▶ _INPUT_:
····················
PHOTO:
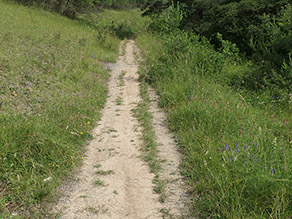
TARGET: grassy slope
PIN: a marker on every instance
(231, 181)
(52, 86)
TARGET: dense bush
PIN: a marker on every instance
(261, 29)
(236, 157)
(69, 8)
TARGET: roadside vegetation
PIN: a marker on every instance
(224, 81)
(236, 140)
(52, 86)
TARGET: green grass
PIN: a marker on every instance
(52, 87)
(251, 177)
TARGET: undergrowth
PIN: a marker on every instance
(237, 154)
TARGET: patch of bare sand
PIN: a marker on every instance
(113, 181)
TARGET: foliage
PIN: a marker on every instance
(237, 155)
(237, 158)
(260, 29)
(69, 8)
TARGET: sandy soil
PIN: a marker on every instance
(113, 181)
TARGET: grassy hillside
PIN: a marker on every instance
(52, 87)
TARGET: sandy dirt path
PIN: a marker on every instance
(114, 182)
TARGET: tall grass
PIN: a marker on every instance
(237, 155)
(52, 87)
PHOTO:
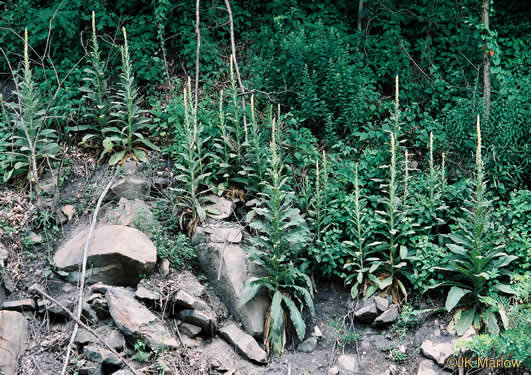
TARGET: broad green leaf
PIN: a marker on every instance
(492, 325)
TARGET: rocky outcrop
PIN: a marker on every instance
(136, 321)
(13, 337)
(220, 356)
(131, 187)
(228, 267)
(132, 213)
(219, 208)
(117, 255)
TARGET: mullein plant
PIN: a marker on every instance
(129, 117)
(476, 265)
(394, 233)
(281, 236)
(191, 197)
(32, 139)
(362, 261)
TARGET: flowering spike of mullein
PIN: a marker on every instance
(26, 47)
(126, 47)
(253, 118)
(406, 176)
(478, 149)
(231, 69)
(93, 23)
(431, 149)
(396, 91)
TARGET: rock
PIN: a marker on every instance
(118, 255)
(219, 233)
(147, 294)
(189, 283)
(111, 337)
(220, 208)
(131, 187)
(381, 303)
(367, 313)
(97, 354)
(308, 345)
(69, 211)
(388, 316)
(188, 301)
(200, 318)
(245, 343)
(235, 270)
(190, 342)
(217, 353)
(27, 304)
(4, 254)
(190, 330)
(35, 238)
(427, 367)
(13, 337)
(90, 368)
(164, 267)
(132, 213)
(381, 342)
(317, 333)
(136, 321)
(9, 283)
(439, 349)
(348, 363)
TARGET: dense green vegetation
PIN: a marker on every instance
(387, 166)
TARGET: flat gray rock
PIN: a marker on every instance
(231, 263)
(136, 321)
(308, 345)
(13, 337)
(204, 319)
(117, 255)
(131, 187)
(367, 313)
(382, 304)
(388, 316)
(245, 343)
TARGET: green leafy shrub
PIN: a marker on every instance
(476, 265)
(363, 263)
(128, 116)
(31, 138)
(190, 196)
(513, 220)
(282, 234)
(95, 97)
(514, 342)
(427, 257)
(334, 96)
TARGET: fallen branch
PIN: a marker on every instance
(83, 273)
(86, 327)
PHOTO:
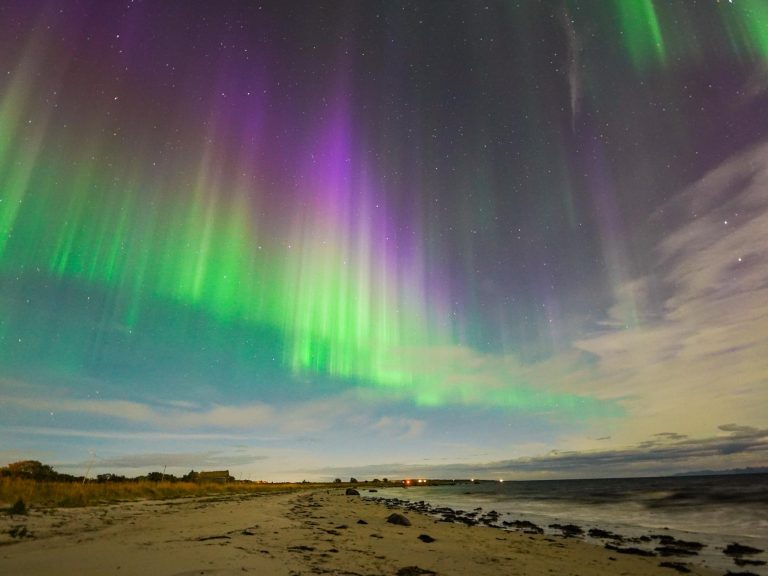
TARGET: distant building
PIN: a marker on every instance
(221, 476)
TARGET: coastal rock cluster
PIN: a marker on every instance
(652, 545)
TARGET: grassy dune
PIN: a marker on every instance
(52, 493)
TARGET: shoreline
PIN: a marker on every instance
(676, 549)
(308, 532)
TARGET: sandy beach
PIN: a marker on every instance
(320, 532)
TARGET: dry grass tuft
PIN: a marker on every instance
(70, 494)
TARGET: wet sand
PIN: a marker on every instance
(287, 534)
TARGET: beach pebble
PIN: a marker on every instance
(413, 571)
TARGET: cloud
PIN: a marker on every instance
(697, 348)
(739, 446)
(160, 416)
(124, 435)
(400, 428)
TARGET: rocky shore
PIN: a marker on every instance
(674, 553)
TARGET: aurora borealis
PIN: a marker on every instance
(292, 238)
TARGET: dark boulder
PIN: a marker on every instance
(426, 538)
(398, 519)
(736, 549)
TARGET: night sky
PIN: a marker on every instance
(304, 239)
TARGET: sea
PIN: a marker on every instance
(715, 510)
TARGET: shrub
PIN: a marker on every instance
(19, 507)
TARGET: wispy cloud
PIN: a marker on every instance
(735, 446)
(697, 350)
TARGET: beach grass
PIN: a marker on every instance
(72, 494)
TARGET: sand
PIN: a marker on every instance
(321, 532)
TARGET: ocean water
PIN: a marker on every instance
(713, 510)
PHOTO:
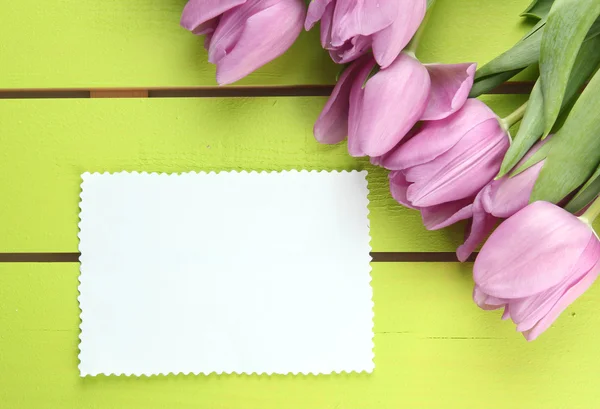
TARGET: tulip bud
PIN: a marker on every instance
(244, 35)
(500, 199)
(349, 28)
(445, 164)
(534, 265)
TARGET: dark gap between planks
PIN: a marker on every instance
(511, 88)
(378, 257)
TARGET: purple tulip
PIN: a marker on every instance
(440, 169)
(377, 112)
(349, 28)
(244, 35)
(500, 199)
(534, 265)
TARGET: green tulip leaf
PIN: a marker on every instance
(537, 157)
(529, 133)
(532, 126)
(575, 152)
(567, 26)
(586, 194)
(538, 9)
(486, 84)
(520, 56)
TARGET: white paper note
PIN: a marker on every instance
(225, 272)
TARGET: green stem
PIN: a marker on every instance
(411, 48)
(592, 212)
(515, 117)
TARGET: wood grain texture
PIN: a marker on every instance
(138, 43)
(48, 144)
(433, 349)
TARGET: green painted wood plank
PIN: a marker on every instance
(48, 144)
(433, 349)
(138, 43)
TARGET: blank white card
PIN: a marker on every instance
(225, 272)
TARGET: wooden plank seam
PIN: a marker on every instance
(511, 88)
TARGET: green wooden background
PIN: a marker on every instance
(434, 348)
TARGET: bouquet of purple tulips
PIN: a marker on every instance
(450, 156)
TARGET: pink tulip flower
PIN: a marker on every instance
(243, 35)
(440, 169)
(349, 28)
(376, 112)
(500, 199)
(534, 265)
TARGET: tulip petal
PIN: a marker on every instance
(198, 15)
(485, 301)
(481, 226)
(437, 137)
(266, 35)
(394, 99)
(450, 87)
(446, 214)
(389, 42)
(364, 17)
(509, 195)
(332, 125)
(398, 187)
(574, 292)
(326, 21)
(526, 312)
(351, 50)
(463, 170)
(316, 10)
(356, 105)
(531, 252)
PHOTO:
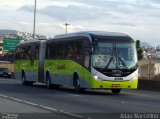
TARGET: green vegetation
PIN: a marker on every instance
(139, 50)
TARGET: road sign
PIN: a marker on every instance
(10, 43)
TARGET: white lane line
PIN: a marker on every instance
(42, 106)
(15, 99)
(71, 114)
(49, 108)
(69, 94)
(30, 103)
(3, 96)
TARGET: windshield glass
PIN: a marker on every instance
(114, 55)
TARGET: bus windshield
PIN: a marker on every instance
(114, 55)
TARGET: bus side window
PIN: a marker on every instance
(86, 57)
(32, 54)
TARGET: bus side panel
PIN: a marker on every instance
(61, 71)
(30, 70)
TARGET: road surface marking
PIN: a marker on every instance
(69, 94)
(42, 106)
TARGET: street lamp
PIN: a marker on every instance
(66, 24)
(34, 24)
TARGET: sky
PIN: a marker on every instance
(138, 18)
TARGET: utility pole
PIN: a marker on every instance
(66, 24)
(34, 24)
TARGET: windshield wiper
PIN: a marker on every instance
(109, 62)
(123, 62)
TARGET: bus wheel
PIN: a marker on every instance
(24, 82)
(116, 91)
(48, 82)
(78, 89)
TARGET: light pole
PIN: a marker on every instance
(66, 24)
(34, 24)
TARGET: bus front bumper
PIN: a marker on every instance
(129, 84)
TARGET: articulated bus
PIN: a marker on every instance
(83, 60)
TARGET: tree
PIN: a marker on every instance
(139, 50)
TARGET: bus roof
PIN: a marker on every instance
(95, 34)
(30, 41)
(89, 33)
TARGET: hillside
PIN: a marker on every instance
(5, 31)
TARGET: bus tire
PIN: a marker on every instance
(77, 86)
(24, 82)
(48, 81)
(116, 91)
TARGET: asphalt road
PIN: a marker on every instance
(90, 104)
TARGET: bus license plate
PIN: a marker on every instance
(115, 85)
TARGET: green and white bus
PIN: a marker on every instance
(84, 60)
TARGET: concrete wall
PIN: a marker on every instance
(149, 70)
(8, 65)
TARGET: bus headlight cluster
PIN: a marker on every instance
(134, 78)
(97, 78)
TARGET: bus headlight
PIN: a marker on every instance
(97, 78)
(134, 78)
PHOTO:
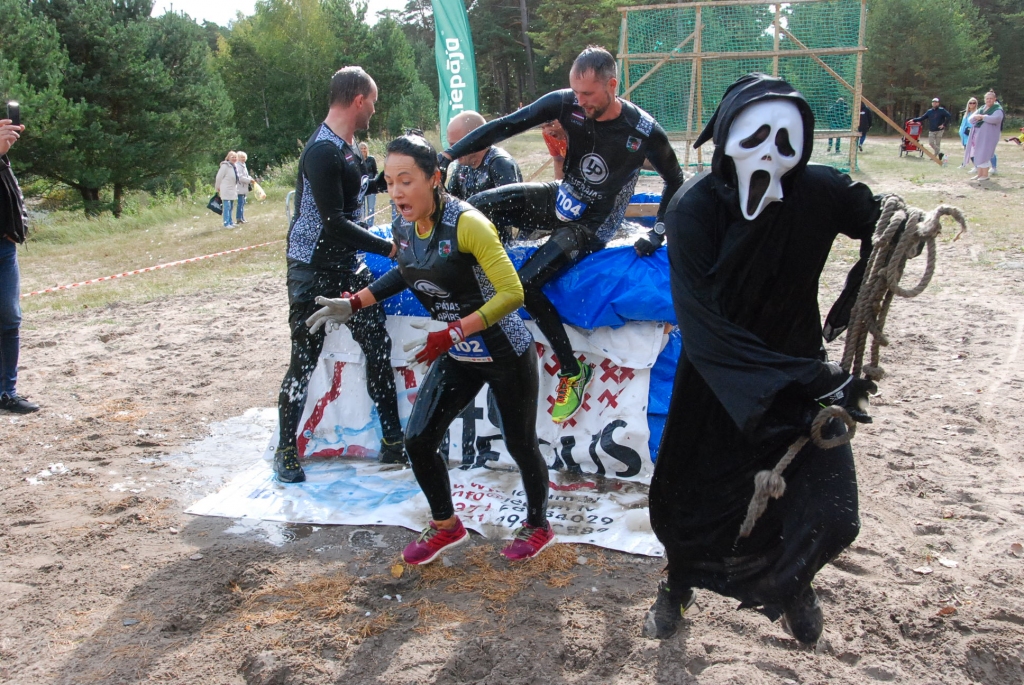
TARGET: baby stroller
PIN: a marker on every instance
(912, 129)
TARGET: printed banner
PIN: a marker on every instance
(456, 65)
(607, 437)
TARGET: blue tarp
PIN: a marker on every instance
(608, 288)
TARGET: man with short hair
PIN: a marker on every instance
(608, 140)
(13, 220)
(488, 168)
(323, 260)
(938, 119)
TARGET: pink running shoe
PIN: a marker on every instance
(528, 542)
(432, 542)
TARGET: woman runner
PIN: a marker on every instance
(451, 257)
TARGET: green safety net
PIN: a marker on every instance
(670, 93)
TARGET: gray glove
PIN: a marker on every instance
(335, 311)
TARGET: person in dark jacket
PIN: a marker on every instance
(13, 219)
(865, 124)
(938, 121)
(488, 168)
(324, 243)
(747, 246)
(370, 202)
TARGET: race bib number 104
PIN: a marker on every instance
(567, 207)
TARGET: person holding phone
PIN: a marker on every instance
(13, 219)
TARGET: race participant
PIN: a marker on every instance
(451, 257)
(479, 171)
(608, 140)
(323, 242)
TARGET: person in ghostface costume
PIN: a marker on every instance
(747, 246)
(324, 241)
(608, 140)
(451, 257)
(489, 168)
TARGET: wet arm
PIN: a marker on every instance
(542, 111)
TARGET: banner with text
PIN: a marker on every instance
(456, 63)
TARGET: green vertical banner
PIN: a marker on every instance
(456, 65)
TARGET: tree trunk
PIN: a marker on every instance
(90, 197)
(118, 200)
(524, 20)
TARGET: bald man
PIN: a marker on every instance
(480, 171)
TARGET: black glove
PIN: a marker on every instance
(836, 387)
(648, 245)
(442, 164)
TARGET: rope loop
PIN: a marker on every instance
(886, 267)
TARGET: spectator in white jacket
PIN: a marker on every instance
(244, 180)
(226, 185)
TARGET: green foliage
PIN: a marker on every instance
(919, 49)
(119, 98)
(278, 66)
(569, 26)
(1006, 18)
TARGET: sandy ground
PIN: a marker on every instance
(104, 580)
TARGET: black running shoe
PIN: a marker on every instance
(287, 467)
(15, 403)
(802, 616)
(665, 615)
(392, 453)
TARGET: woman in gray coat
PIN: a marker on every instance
(243, 185)
(226, 185)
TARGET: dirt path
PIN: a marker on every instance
(103, 580)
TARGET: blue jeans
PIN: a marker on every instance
(10, 315)
(228, 206)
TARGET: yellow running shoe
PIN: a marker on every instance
(568, 399)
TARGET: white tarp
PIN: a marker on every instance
(607, 513)
(608, 436)
(600, 463)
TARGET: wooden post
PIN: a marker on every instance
(697, 47)
(777, 31)
(859, 86)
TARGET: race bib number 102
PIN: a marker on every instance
(567, 207)
(471, 349)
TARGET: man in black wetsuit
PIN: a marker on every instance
(323, 245)
(608, 140)
(480, 171)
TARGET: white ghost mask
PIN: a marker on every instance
(765, 141)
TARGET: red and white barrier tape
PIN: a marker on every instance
(148, 268)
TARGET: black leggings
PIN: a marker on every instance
(446, 389)
(369, 332)
(530, 207)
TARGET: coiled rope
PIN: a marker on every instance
(894, 245)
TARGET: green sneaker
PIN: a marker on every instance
(568, 399)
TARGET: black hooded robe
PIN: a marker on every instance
(745, 298)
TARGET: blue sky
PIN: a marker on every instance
(223, 11)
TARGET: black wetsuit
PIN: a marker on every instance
(323, 244)
(452, 285)
(497, 169)
(584, 210)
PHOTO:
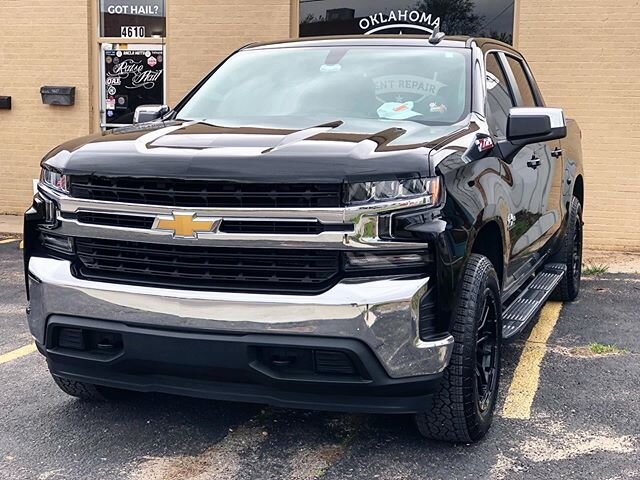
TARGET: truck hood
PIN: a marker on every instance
(330, 152)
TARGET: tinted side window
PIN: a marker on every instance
(499, 97)
(522, 79)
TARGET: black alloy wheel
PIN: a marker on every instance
(462, 408)
(487, 355)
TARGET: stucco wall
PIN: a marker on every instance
(585, 55)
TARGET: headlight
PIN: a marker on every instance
(387, 190)
(55, 180)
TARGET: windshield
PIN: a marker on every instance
(419, 84)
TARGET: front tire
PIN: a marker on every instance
(463, 407)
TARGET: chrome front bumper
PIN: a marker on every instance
(383, 314)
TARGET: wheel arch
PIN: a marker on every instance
(490, 242)
(578, 189)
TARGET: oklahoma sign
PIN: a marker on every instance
(399, 19)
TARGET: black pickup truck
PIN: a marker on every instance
(353, 223)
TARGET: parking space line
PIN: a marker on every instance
(19, 352)
(526, 377)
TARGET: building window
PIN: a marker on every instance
(481, 18)
(132, 18)
(132, 70)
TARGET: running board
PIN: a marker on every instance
(523, 309)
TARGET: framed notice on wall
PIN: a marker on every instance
(132, 18)
(131, 76)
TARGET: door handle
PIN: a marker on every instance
(534, 163)
(557, 153)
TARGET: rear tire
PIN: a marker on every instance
(88, 391)
(462, 409)
(570, 254)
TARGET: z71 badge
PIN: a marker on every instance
(484, 144)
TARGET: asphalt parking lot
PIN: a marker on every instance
(565, 412)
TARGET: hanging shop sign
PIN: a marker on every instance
(132, 18)
(131, 78)
(478, 18)
(410, 20)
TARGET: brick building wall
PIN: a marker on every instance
(201, 34)
(586, 56)
(41, 43)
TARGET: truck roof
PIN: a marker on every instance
(378, 40)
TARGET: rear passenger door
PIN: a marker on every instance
(547, 193)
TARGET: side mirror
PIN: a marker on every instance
(148, 113)
(532, 125)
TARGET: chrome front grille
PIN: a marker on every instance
(205, 268)
(205, 194)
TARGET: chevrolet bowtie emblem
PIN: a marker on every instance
(185, 225)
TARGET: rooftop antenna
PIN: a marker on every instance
(436, 36)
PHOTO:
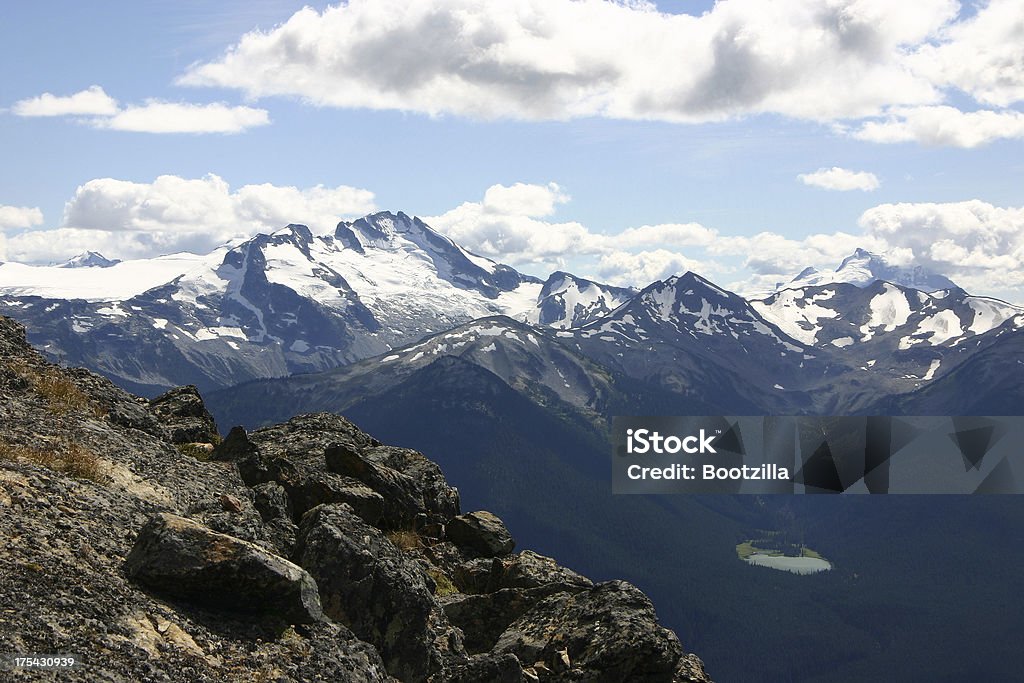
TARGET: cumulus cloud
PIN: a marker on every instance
(566, 58)
(982, 55)
(841, 179)
(100, 111)
(523, 199)
(13, 217)
(125, 219)
(91, 101)
(943, 126)
(978, 245)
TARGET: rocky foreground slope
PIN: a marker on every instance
····················
▶ _WHAT YOU WILL DO_: Do not include the pictures. Quote only the lines from the line with "TARGET: building window" through the end of the material, both ends included, exactly.

▶ _RESPONSE TO THIS TASK_:
TARGET: building window
PIN: a marker on every instance
(481, 18)
(132, 18)
(132, 70)
TARGET: running board
PIN: a marker on every instance
(523, 309)
TARGET: framed notice on wall
PIN: a marker on every instance
(132, 18)
(131, 76)
TARGET: door handle
PIN: a marker on every instance
(534, 163)
(557, 153)
TARGET: rear tire
PIN: a marker on every instance
(88, 391)
(462, 409)
(570, 254)
TARGET: z71 badge
PIN: a marker on every instance
(484, 144)
TARGET: asphalt parking lot
PIN: a marker on every instance
(565, 412)
TARGET: hanging shop sign
PIN: a marker on every instance
(132, 18)
(131, 78)
(478, 18)
(410, 20)
TARGET: brick building wall
PIN: a marker on every instance
(201, 34)
(586, 56)
(41, 43)
TARGET: truck roof
PIN: a marker on every instance
(378, 40)
TARGET: rear passenger door
PIN: a marker on every instance
(547, 193)
TARGET: side mirror
PIN: a marker on every instance
(148, 113)
(532, 125)
TARGET: chrome front grille
PIN: a marker on every instance
(205, 268)
(205, 194)
TARGET: chevrolet bowtie emblem
PIN: a marker on every instance
(185, 225)
TARGET: rooftop antenna
PIN: a marker on every instance
(436, 36)
PHOTO:
TARGET: cumulus cloud
PIN: a marker on every instance
(566, 58)
(982, 55)
(841, 179)
(100, 111)
(523, 199)
(13, 217)
(125, 219)
(91, 101)
(943, 126)
(978, 245)
TARGET: rocky foreground slope
PIN: a marker on every instance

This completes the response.